EXTRACT -
= Beginning of Section =
Department of Occupational and Environmental Health, College of Public Health, University of Iowa, Iowa City, IA 52242, USA.
Hubei Provincial Key Laboratory for Applied Toxicology, Hubei Provincial Center for Disease Control and Prevention, Wuhan, Hubei 430079, China.
Department of Nutrition, Harvard T.H. Chan School of Public Health, Boston, MA 02115, USA.
Channing Division of Network Medicine, Department of Medicine, Brigham and Women's Hospital and Harvard Medical School, Boston, MA 02115, USA.
Department of Epidemiology, Harvard T.H. Chan School of Public Health, Boston, MA 02115, USA.



Bisphenol F (BPF) and bisphenol S (BPS) are increasingly used to substitute bisphenol A (BPA), a widespread environmental endocrine disruptor and putative obesogen. However, studies on effects of BPF and BPS on obesity in humans are lacking. We examined the associations of BPA, BPF, and BPS exposure with obesity in U.S. adults.


We included 1,521 participants aged 20 years or older from a cross-sectional study, the National Health and Nutrition Examination Survey 2013-2014. Urinary BPA, BPF, and BPS concentrations were measured using on-line solid phase extraction coupled to high performance liquid chromatography and tandem mass spectrometry. We used body mass index and waist circumference to define general obesity and abdominal obesity, respectively. We used logistic regression with sample weights to estimate the odds ratios (ORs) of obesity and 95% confidence intervals.


Higher BPA, BPF, and BPS concentrations were observed in obese adults than non-obese adults. After adjustment for demographic, socioeconomic, lifestyle factors, and urinary creatinine concentrations, BPA, but not BPF or BPS, was significantly associated with obesity. The OR of general obesity was 1.78 (1.10-2.89) comparing the highest with lowest quartile of BPA, 1.02 (0.70-1.47) for BPF, and 1.22 (0.81-1.83) for BPS. The corresponding OR for abdominal obesity was 1.55 (1.04-2.32) for BPA, 1.05 (0.68-1.63) for BPF, and 1.16 (0.72-1.88) for BPS.


Whereas there were significant associations of BPA exposure with general and abdominal obesity, BPF or BPS, at current exposure level, was not significantly associated with obesity in U.S. adults. Continued biomonitoring of these bisphenols in populations and further investigations on their health effects in humans are warranted.
= End of Section =
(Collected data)
= Beginning of Section =
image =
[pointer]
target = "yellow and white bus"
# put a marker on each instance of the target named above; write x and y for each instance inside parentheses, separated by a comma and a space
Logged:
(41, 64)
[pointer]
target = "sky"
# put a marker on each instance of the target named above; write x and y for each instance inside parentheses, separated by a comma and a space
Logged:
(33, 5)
= End of Section =
= Beginning of Section =
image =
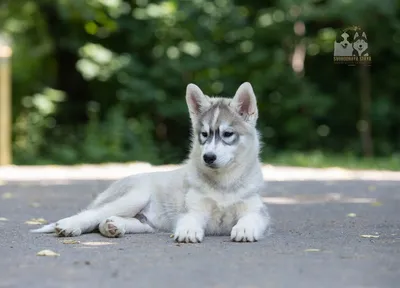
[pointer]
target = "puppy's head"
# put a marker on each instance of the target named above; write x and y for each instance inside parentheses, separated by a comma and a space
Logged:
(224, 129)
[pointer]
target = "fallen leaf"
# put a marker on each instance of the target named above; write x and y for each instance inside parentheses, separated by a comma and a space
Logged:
= End of Section =
WHAT YOU HAVE TO DO -
Copy the part of the bisphenol and obesity abstract from "Hubei Provincial Key" to "exposure with obesity in U.S. adults.". None of the records are needed for this work.

YOUR SOLUTION -
Hubei Provincial Key Laboratory for Applied Toxicology, Hubei Provincial Center for Disease Control and Prevention, Wuhan, Hubei 430079, China.
Department of Nutrition, Harvard T.H. Chan School of Public Health, Boston, MA 02115, USA.
Channing Division of Network Medicine, Department of Medicine, Brigham and Women's Hospital and Harvard Medical School, Boston, MA 02115, USA.
Department of Epidemiology, Harvard T.H. Chan School of Public Health, Boston, MA 02115, USA.



Bisphenol F (BPF) and bisphenol S (BPS) are increasingly used to substitute bisphenol A (BPA), a widespread environmental endocrine disruptor and putative obesogen. However, studies on effects of BPF and BPS on obesity in humans are lacking. We examined the associations of BPA, BPF, and BPS exposure with obesity in U.S. adults.